■ Brano citato ■

────

Partecipazione all’opera del Dio della pace

Prof. Martin Carbajo Nùñez ofm

Ecco la traccia di Teologia del lavoro emersa dall’interessante dialogo con p. Martín Carbajo Núñez (Pontificia Università Antonianum e FST in Usa) nell’incontro promosso dalla Fraternità Francescana Frate Jacopa con la Parrocchia S. Maria Annunziata di Fossolo e moderato da Alfiero Salucci, nel sesto appuntamento del Ciclo “Si vis pacem, para civitatem”. Nel contesto attuale di forte trasformazione, di precarizzazione del lavoro, un lavoro povero, è emersa l’importanza di rifarci ai valori fondamentali per recuperare la dignità del lavoro.
Sulla pagina youtube Fraternità Francescana Frate Jacopa è disponibile l’intera registrazione dell’incontro.

1. Concetto e importanza del lavoro
– Concetto generale di lavoro: “ogni attività umana orientata a produrre beni o servizi a sé o agli altri”
1. • Si include “ogni attività” (anche quella del poeta o del libero professionista), e quindi non si riduce al lavoro dipendente, stipendiato, salariato. Questa riduzione è purtroppo assai frequente nell’uso quotidiano.

2. Visione riduttiva del lavoro nella società attuale
• La società moderna si struttura in base al lavoro, ma esso è ridotto a qualcosa di marginale, centrato sull’avere (benefici, consumismo) e non sull’essere.
• Il capitalismo ha subordinato il lavoro alla produzione, riducendolo a semplice prodotto di consumo, senza altro valore se non il bene ficio economico che comporta.

────

■ Esercizio assegnato A ■
Rispondi alle domande sul brano relativo alla teologia del lavoro.
(i) Chi ha moderato l'incontro?
(ii) Quale appuntamento del ciclo "Si vis pacem, para civitatem" era l'incontro?
(iii) Secondo il punto 2, a che cosa il capitalismo ha subordinato il lavoro?
Il brano e le righe provengono da fonti diverse.

Dati di annotazione delle regioni d'immagine
────

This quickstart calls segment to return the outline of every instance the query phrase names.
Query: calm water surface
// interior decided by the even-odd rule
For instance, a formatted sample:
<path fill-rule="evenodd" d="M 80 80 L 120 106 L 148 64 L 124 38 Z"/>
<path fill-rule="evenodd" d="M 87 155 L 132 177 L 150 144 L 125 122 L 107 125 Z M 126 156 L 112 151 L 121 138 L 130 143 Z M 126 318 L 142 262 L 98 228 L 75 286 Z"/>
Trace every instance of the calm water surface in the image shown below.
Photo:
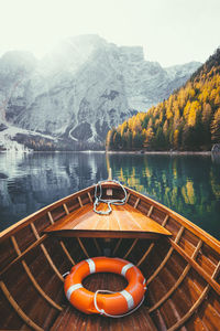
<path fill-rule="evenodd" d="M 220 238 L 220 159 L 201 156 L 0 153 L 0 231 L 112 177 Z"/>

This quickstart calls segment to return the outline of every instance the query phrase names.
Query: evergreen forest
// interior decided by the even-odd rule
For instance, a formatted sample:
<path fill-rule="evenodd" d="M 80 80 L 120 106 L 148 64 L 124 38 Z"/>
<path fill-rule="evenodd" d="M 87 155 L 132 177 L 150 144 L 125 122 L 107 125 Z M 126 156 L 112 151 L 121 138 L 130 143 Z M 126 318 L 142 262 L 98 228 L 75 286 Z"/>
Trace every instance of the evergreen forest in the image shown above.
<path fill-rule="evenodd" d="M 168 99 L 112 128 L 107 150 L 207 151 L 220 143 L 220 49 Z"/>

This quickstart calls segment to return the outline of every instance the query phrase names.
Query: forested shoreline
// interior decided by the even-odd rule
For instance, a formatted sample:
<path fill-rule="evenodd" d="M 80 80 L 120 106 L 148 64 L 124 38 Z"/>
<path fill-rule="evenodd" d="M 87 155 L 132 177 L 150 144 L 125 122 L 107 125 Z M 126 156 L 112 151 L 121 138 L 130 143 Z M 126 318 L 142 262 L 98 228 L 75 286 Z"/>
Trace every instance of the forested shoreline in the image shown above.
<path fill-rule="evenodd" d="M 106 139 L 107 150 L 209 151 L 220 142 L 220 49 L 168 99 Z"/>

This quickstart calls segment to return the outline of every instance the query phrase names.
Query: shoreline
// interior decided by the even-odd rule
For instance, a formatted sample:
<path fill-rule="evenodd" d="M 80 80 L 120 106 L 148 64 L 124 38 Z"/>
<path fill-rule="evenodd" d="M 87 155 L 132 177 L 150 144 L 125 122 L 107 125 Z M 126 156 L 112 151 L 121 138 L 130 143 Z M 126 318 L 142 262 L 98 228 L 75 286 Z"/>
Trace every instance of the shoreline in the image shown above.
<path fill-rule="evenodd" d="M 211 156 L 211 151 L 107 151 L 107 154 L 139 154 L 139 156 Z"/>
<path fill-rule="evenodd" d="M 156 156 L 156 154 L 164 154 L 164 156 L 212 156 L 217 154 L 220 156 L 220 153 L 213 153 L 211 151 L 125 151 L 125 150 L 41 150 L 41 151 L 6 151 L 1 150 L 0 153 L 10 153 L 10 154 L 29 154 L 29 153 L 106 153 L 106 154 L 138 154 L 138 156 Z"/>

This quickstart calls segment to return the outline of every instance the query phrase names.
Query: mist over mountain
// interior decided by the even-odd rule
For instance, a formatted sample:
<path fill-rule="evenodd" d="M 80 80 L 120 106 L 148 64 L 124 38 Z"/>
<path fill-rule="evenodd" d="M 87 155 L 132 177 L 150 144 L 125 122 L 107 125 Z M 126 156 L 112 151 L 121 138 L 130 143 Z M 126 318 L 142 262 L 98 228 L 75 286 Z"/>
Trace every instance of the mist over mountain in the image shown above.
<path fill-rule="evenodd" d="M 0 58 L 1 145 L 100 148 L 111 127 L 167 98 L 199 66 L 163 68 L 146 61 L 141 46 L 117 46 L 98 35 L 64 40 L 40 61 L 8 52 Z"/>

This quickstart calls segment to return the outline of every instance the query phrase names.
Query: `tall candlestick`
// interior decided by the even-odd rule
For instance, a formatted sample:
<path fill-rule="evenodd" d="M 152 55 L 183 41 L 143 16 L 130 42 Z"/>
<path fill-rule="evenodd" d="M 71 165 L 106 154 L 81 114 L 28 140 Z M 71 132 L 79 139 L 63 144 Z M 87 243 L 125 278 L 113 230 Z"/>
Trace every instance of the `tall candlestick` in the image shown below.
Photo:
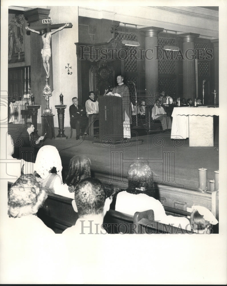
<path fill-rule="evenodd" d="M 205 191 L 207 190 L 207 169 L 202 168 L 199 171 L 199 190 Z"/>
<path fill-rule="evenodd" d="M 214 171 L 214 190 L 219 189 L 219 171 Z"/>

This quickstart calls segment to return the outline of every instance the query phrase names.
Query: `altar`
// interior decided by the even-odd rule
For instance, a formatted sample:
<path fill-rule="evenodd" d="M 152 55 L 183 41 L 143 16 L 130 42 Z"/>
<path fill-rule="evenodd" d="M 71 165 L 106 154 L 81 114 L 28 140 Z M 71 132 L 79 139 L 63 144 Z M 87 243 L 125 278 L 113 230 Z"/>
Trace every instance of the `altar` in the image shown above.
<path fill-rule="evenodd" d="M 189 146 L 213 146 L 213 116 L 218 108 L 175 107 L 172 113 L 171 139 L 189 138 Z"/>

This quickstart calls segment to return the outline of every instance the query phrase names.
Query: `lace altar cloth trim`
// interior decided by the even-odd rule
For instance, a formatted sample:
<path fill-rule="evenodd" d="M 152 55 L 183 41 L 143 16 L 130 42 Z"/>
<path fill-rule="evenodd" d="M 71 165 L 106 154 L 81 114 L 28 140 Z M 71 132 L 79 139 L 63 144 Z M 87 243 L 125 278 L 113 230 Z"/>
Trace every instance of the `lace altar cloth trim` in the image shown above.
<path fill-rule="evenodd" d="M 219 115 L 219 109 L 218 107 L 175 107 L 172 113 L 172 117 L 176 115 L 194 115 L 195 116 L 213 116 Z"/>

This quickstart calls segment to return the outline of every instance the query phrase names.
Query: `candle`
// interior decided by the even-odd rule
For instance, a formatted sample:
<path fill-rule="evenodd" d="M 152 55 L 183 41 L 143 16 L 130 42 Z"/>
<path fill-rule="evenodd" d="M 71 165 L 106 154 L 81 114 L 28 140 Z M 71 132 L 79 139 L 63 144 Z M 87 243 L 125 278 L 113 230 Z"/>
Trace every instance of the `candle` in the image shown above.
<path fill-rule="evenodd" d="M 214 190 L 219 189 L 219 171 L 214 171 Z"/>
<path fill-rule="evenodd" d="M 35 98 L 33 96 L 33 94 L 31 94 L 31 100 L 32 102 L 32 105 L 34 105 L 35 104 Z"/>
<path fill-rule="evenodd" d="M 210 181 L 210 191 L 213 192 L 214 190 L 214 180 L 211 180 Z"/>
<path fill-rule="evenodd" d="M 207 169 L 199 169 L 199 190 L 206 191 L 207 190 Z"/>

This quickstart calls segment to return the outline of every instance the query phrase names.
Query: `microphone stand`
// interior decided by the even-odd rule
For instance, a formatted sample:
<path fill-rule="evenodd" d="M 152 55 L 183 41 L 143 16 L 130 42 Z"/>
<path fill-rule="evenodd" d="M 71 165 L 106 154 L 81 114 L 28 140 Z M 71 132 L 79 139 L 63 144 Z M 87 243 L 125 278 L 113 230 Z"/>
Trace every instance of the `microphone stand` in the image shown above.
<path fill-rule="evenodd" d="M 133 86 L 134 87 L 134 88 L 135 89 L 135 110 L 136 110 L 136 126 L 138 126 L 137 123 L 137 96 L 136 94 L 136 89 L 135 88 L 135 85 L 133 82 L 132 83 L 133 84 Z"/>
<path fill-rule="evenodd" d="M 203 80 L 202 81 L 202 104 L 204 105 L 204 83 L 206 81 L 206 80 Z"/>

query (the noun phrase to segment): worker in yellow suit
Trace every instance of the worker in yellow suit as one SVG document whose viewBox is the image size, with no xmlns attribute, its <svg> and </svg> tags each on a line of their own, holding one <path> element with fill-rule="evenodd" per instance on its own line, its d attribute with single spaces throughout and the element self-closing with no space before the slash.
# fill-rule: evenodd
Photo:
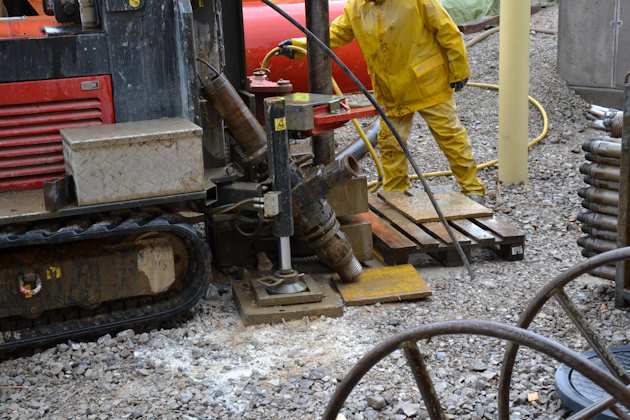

────

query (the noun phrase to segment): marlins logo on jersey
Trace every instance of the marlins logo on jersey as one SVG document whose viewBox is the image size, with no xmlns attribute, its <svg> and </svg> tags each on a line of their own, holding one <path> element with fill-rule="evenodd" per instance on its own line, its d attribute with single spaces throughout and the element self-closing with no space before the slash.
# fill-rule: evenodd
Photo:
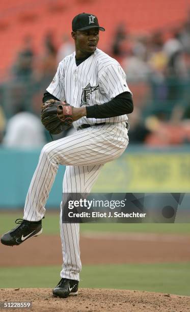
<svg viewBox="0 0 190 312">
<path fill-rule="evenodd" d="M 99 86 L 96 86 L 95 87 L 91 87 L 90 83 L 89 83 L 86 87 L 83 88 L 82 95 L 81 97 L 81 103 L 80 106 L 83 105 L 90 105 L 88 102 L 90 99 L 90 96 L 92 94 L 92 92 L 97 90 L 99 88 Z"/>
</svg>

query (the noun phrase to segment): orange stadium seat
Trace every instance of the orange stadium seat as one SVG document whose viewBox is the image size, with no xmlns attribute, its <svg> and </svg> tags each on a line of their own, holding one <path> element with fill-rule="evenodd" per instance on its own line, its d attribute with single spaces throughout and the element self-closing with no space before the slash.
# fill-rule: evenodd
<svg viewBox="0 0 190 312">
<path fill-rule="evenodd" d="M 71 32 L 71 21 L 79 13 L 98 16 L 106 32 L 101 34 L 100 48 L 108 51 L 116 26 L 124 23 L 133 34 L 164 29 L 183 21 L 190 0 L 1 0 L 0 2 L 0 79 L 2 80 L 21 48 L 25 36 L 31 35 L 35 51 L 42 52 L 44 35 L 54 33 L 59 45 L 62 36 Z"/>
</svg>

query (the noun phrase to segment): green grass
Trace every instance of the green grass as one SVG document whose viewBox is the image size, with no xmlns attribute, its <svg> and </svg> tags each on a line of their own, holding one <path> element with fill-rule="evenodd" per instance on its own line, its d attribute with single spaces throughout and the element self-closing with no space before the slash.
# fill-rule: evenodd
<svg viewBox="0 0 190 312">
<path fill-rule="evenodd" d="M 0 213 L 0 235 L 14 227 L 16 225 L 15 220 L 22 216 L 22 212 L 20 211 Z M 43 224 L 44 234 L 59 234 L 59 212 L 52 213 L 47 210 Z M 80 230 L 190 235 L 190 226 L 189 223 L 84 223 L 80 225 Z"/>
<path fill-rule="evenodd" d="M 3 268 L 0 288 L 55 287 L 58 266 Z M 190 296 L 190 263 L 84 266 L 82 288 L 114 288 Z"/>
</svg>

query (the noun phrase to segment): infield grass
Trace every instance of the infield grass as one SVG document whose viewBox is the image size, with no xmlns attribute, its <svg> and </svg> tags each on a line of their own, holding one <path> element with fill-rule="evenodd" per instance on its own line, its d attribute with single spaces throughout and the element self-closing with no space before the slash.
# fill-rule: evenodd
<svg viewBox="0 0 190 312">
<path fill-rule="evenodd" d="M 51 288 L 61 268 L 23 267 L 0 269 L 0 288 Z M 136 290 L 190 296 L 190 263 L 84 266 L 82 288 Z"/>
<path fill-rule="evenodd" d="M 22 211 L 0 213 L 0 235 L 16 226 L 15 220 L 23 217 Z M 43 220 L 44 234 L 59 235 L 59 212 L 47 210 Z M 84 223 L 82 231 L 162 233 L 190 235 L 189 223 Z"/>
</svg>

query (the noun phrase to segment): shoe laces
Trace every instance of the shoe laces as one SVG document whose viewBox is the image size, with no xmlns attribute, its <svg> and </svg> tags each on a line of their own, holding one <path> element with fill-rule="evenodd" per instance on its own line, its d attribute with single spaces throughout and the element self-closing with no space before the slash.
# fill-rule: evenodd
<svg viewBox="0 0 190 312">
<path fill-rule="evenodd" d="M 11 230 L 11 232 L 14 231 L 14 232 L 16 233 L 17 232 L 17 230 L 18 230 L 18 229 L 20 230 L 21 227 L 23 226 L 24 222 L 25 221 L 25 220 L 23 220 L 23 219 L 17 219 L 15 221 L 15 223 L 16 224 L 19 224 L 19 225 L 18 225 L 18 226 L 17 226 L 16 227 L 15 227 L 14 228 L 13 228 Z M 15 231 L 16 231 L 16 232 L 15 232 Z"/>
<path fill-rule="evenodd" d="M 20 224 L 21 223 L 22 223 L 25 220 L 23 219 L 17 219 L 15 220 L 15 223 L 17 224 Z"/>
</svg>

────

■ Esercizio assegnato B ■
Estrai dalle righe tutte quelle che contengono la stringa "seat". La distinzione tra maiuscole e minuscole conta.

■ Risultato A ■
(i) Alfiero Salucci.
(ii) Il sesto.
(iii) Alla produzione.

■ Risultato B ■
query (the noun phrase to segment): orange stadium seat
Trace every instance of the orange stadium seat as one SVG document whose viewBox is the image size, with no xmlns attribute, its <svg> and </svg> tags each on a line of their own, holding one <path> element with fill-rule="evenodd" per instance on its own line, its d attribute with single spaces throughout and the element self-closing with no space before the slash.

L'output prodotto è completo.